[Dataset records — start]

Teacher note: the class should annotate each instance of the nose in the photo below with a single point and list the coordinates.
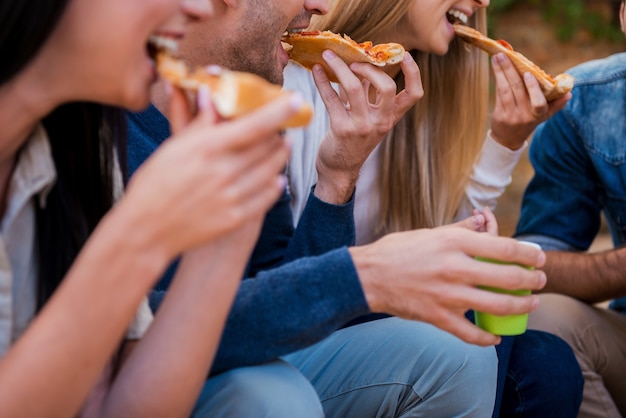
(316, 7)
(198, 9)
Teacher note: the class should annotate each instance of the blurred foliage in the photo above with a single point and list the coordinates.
(568, 17)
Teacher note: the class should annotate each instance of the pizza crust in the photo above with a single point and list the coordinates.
(306, 49)
(234, 93)
(552, 87)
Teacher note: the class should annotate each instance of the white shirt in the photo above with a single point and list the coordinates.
(490, 177)
(33, 177)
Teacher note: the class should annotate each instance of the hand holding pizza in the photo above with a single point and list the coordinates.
(520, 104)
(364, 110)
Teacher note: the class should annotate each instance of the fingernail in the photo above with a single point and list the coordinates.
(204, 96)
(296, 100)
(281, 182)
(328, 54)
(535, 304)
(478, 220)
(167, 86)
(288, 142)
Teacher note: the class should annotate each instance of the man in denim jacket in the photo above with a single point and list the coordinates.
(579, 157)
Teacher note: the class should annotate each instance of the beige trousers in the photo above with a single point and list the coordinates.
(598, 338)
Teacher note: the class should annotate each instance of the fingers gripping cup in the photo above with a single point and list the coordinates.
(508, 324)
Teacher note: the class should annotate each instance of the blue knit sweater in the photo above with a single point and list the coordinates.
(300, 286)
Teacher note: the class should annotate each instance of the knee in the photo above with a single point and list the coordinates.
(559, 315)
(469, 366)
(277, 391)
(544, 368)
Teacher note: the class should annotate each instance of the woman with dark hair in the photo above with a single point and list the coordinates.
(76, 259)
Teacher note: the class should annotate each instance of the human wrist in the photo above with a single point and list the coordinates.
(335, 186)
(367, 268)
(145, 244)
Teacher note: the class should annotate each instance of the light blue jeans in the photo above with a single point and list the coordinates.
(397, 368)
(275, 389)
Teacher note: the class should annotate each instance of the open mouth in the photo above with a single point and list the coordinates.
(161, 44)
(455, 16)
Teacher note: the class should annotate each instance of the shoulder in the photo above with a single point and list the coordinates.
(601, 71)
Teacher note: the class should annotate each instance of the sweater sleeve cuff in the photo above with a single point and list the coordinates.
(335, 222)
(498, 160)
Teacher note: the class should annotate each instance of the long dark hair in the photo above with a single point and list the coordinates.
(84, 138)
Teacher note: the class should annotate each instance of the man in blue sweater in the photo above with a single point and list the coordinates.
(305, 285)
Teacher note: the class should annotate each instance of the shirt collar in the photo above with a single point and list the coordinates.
(35, 171)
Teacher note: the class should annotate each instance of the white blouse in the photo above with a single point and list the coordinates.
(490, 177)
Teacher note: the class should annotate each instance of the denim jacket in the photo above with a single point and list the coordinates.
(579, 157)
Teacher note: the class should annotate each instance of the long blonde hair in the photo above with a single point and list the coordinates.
(427, 159)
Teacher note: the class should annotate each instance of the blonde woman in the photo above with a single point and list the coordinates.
(443, 159)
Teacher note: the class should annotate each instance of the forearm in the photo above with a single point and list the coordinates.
(82, 324)
(181, 344)
(590, 277)
(335, 186)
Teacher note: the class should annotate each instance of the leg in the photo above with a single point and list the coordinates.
(275, 389)
(397, 368)
(598, 338)
(543, 378)
(503, 350)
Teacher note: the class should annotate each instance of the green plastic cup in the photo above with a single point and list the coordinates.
(507, 324)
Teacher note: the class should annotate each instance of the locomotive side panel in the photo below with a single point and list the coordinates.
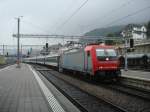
(53, 61)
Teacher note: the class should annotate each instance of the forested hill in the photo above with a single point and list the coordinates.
(105, 31)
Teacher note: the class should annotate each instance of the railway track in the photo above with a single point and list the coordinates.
(84, 101)
(120, 98)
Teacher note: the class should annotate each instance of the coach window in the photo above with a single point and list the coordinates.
(88, 53)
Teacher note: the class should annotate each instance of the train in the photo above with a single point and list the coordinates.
(136, 61)
(98, 61)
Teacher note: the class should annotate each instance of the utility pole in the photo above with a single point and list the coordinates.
(3, 49)
(126, 59)
(18, 43)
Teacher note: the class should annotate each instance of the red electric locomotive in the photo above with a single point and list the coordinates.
(95, 60)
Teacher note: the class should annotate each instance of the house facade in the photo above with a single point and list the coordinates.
(137, 32)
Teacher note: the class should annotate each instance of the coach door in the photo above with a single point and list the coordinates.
(87, 62)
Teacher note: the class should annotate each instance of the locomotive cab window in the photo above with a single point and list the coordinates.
(106, 54)
(88, 53)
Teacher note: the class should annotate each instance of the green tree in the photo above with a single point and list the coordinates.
(148, 29)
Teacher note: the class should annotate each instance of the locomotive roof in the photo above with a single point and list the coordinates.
(89, 47)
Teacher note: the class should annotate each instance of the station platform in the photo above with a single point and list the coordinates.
(25, 90)
(137, 74)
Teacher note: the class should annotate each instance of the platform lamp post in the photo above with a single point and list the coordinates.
(18, 42)
(126, 35)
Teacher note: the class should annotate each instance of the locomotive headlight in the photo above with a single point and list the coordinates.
(100, 67)
(107, 59)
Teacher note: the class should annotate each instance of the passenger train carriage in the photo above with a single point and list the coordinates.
(94, 60)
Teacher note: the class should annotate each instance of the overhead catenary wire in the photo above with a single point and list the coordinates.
(113, 11)
(73, 14)
(129, 15)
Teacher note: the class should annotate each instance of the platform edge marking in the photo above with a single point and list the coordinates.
(54, 104)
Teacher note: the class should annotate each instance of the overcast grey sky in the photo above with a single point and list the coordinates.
(46, 16)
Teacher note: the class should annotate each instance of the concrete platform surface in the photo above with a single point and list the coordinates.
(143, 75)
(19, 91)
(26, 90)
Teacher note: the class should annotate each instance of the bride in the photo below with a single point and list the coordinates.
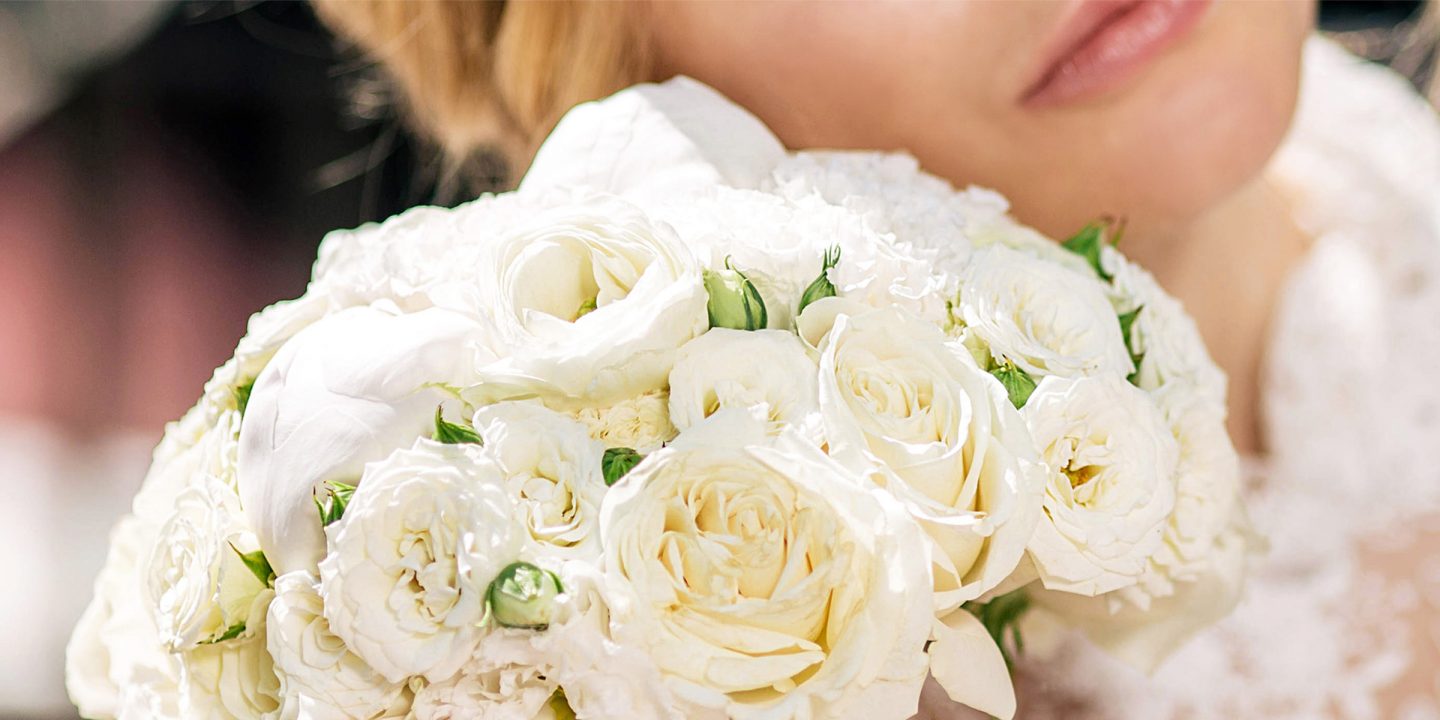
(1285, 190)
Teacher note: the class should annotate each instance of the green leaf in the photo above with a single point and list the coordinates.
(560, 706)
(1126, 326)
(1000, 617)
(258, 563)
(618, 462)
(735, 303)
(454, 434)
(242, 395)
(1017, 382)
(337, 497)
(821, 287)
(1090, 239)
(234, 631)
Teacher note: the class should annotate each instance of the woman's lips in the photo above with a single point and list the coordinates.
(1105, 42)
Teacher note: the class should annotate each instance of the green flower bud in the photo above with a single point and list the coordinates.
(821, 287)
(523, 596)
(733, 300)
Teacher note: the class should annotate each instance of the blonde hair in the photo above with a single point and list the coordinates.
(494, 75)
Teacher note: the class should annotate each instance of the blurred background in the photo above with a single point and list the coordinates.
(166, 169)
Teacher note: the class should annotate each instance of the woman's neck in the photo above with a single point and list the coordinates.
(1229, 268)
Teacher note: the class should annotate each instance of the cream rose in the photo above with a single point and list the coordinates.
(234, 678)
(1040, 316)
(198, 582)
(409, 562)
(552, 471)
(1110, 490)
(641, 424)
(343, 392)
(318, 677)
(769, 581)
(591, 301)
(896, 395)
(739, 369)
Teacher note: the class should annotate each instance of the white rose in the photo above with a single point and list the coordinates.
(501, 693)
(1110, 491)
(739, 369)
(343, 392)
(591, 301)
(769, 581)
(641, 424)
(234, 678)
(318, 677)
(114, 664)
(1040, 316)
(198, 582)
(552, 471)
(954, 448)
(409, 562)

[Dataset records — finish]

» **Task statement**
Return the entries above in full and unchanged, omitting every image.

» **Reply**
Teacher note: the class should annotate each instance of the nose in the photo below with a single point and list the coordinates.
(316, 7)
(198, 9)
Teacher note: the class should annotate each instance of the blurred foliage in the photo above with a single point and list the coordinates.
(568, 17)
Teacher note: the class should annotate each instance of the pizza crust in the photo above with a single point and list the coordinates.
(306, 49)
(234, 93)
(552, 87)
Teacher note: the class should annotate each instance of the white shirt in the photo above with a single point and list the coordinates.
(490, 177)
(33, 177)
Teacher note: the class should annotate each instance of the hand holding pizza in the photo above with a single point and list the coordinates.
(520, 104)
(364, 110)
Teacher note: the class should annotate each instance of the fingernail in the photo above with a single point and list the coordinates.
(204, 96)
(296, 100)
(281, 182)
(328, 54)
(535, 304)
(478, 220)
(167, 86)
(288, 142)
Teacher note: the class should annotate each instance of the man in denim jacket in the photo above with a single point and list the coordinates.
(579, 157)
Teacher note: the class should annotate each instance of the beige trousers in the photo above with a single point and list the coordinates.
(598, 338)
Teacher note: the class should annotate each instance of the fingers gripping cup in the photo above with a single point and list the coordinates.
(508, 324)
Teacher note: the class should annotate each instance of the blue knit sweater in the photo above with a single point and list the coordinates.
(300, 286)
Teacher note: the class should annotate each instance of the knee in the photo above with a single point and list the coordinates.
(559, 315)
(469, 366)
(277, 391)
(544, 368)
Teacher note: the class should annotate each instance of the woman with dark hair in the photo above with a single point and list the coordinates.
(76, 259)
Teacher note: the class should annotate each instance of the human wrist in the photo above with a single point and list the coordinates.
(335, 186)
(367, 268)
(145, 244)
Teacher note: the class should annotate each instance of the light blue jeans in the photo above with a single point and list the coordinates.
(397, 368)
(275, 389)
Teacher note: the class should annotate each instance of the open mouth in the photo above with a single point and list the coordinates.
(161, 44)
(455, 16)
Teacher note: the class should annotate each instance of the shoulder in the photo above with a single point and list the coordinates.
(601, 71)
Teacher note: the class should annotate each instance of the sweater sleeve cuff in the photo above with a single point and list the coordinates.
(335, 222)
(498, 160)
Teacher note: the class should annotate each instance of the long dark hair in the photo above with a single point and list the coordinates.
(84, 138)
Teacher note: the class should annotate each instance of the man in blue sweater in the photo above with a single point and list the coordinates.
(305, 285)
Teacher note: the class should annotate each instance of the shirt collar in the photo above with a single point and list the coordinates.
(35, 171)
Teacher note: the class should annotate each instance of the white blouse in the photo above with a single point and list the coordinates.
(490, 177)
Teacher note: the class should annotate each instance of the denim jacket in the photo above with a single point and list the coordinates.
(579, 157)
Teacher note: the class should annotate each instance of the long blonde hair in the photo above with a single point and list the coordinates.
(427, 159)
Teacher note: the class should annotate each instance of the blonde woman in the photo above with a single point and list the coordinates.
(443, 159)
Teacher note: the class should annotate each instance of the forearm in the photo above with a single point and list the coordinates.
(82, 324)
(181, 344)
(590, 277)
(335, 186)
Teacher note: the class should annotate each instance of the leg in the photo above with a single point and list the coordinates.
(275, 389)
(397, 368)
(598, 338)
(543, 378)
(503, 350)
Teacher note: the class should annotate each instance of the green plastic cup in the photo above with a single point and list the coordinates.
(507, 324)
Teacher note: the class should annotate each instance of the locomotive side panel in the photo below with a single point and list the coordinates.
(53, 61)
Teacher note: the class should annotate each instance of the forested hill in the photo above with a single point and list the coordinates.
(105, 31)
Teacher note: the class should annotate each instance of the railway track in the photo above with a single point and list the coordinates.
(84, 101)
(120, 98)
Teacher note: the class should annotate each instance of the coach window in the photo above with a single point and list the coordinates.
(88, 53)
Teacher note: the class should annotate each instance of the train in the photo above with a single point and list the coordinates.
(136, 61)
(98, 61)
Teacher note: the class should annotate each instance of the utility pole in the photo above with a single point and list the coordinates.
(3, 49)
(126, 59)
(18, 43)
Teacher note: the class should annotate each instance of the red electric locomotive in the photo above with a single point and list the coordinates.
(95, 60)
Teacher note: the class should annotate each instance of the house facade in the photo above with a single point and list the coordinates.
(137, 32)
Teacher note: the class should annotate each instance of the coach door in the photo above with a single point and list the coordinates.
(87, 62)
Teacher note: the class should annotate each instance of the locomotive cab window in the photo above with a single point and list the coordinates.
(106, 54)
(88, 53)
Teacher note: the class should annotate each instance of the green tree in the photo above with a single point and list the coordinates.
(148, 29)
Teacher note: the class should annotate each instance of the locomotive roof in the photo above with a single point and list the coordinates.
(89, 47)
Teacher note: the class should annotate each instance of the station platform in the photo above with a single point and list the coordinates.
(25, 90)
(137, 74)
Teacher note: the class should annotate each instance of the platform lamp post in the photo above with a single point and list the coordinates.
(18, 42)
(126, 35)
Teacher note: the class should annotate each instance of the locomotive headlight in the photo above with a single point and list the coordinates.
(100, 67)
(107, 59)
Teacher note: the class should annotate each instance of the passenger train carriage in the photo above with a single point and list the coordinates.
(94, 60)
Teacher note: the class should annotate each instance of the overhead catenary wire in the photo above with a single point and list the coordinates.
(113, 11)
(73, 14)
(129, 15)
Teacher note: the class should annotate each instance of the platform edge marking in the photo above with a single point and list the coordinates.
(54, 104)
Teacher note: the class should annotate each instance of the overcast grey sky in the photo above with a single point and list the coordinates.
(46, 16)
Teacher note: the class should annotate each instance of the concrete platform surface in the photo above with a single point and list the coordinates.
(143, 75)
(19, 91)
(26, 90)
Teacher note: the class should annotate each instance of the bride in the photo below with a single point and list the coordinates.
(1285, 190)
Teacher note: the class should annotate each instance of the green leaf in the photo above with a single point and list the coordinates.
(560, 706)
(1126, 326)
(1000, 617)
(258, 563)
(618, 462)
(735, 303)
(454, 434)
(242, 395)
(1017, 382)
(337, 497)
(821, 287)
(1090, 239)
(234, 631)
Teacher note: the class should annotate each instance of the woman's lips in the photo above with a single point and list the coordinates.
(1105, 42)
Teacher note: the class should annotate each instance of the green flower bud in the photo above with a single point and list the coordinates.
(821, 287)
(523, 596)
(733, 300)
Teacher note: the class should annotate each instance of the blonde hair in the photo above with a single point and list the coordinates.
(494, 75)
Teacher note: the class should annotate each instance of the blurred background in the photo above with a single point and list the coordinates.
(166, 169)
Teacher note: the class should annotate each instance of the woman's neck in the photo above with a single point and list the coordinates.
(1229, 268)
Teacher note: the class should annotate each instance of the cream rose in the photo above with a single point and list the coordinates.
(234, 678)
(1040, 316)
(198, 582)
(409, 562)
(552, 471)
(1110, 490)
(641, 424)
(343, 392)
(318, 677)
(769, 581)
(591, 301)
(896, 395)
(739, 369)
Teacher note: the class should annotate each instance of the white rose in the photo above with a single point and list the coordinates.
(501, 693)
(1110, 491)
(739, 369)
(343, 392)
(591, 301)
(769, 581)
(641, 424)
(234, 678)
(318, 677)
(114, 664)
(1040, 316)
(198, 582)
(552, 471)
(954, 448)
(409, 562)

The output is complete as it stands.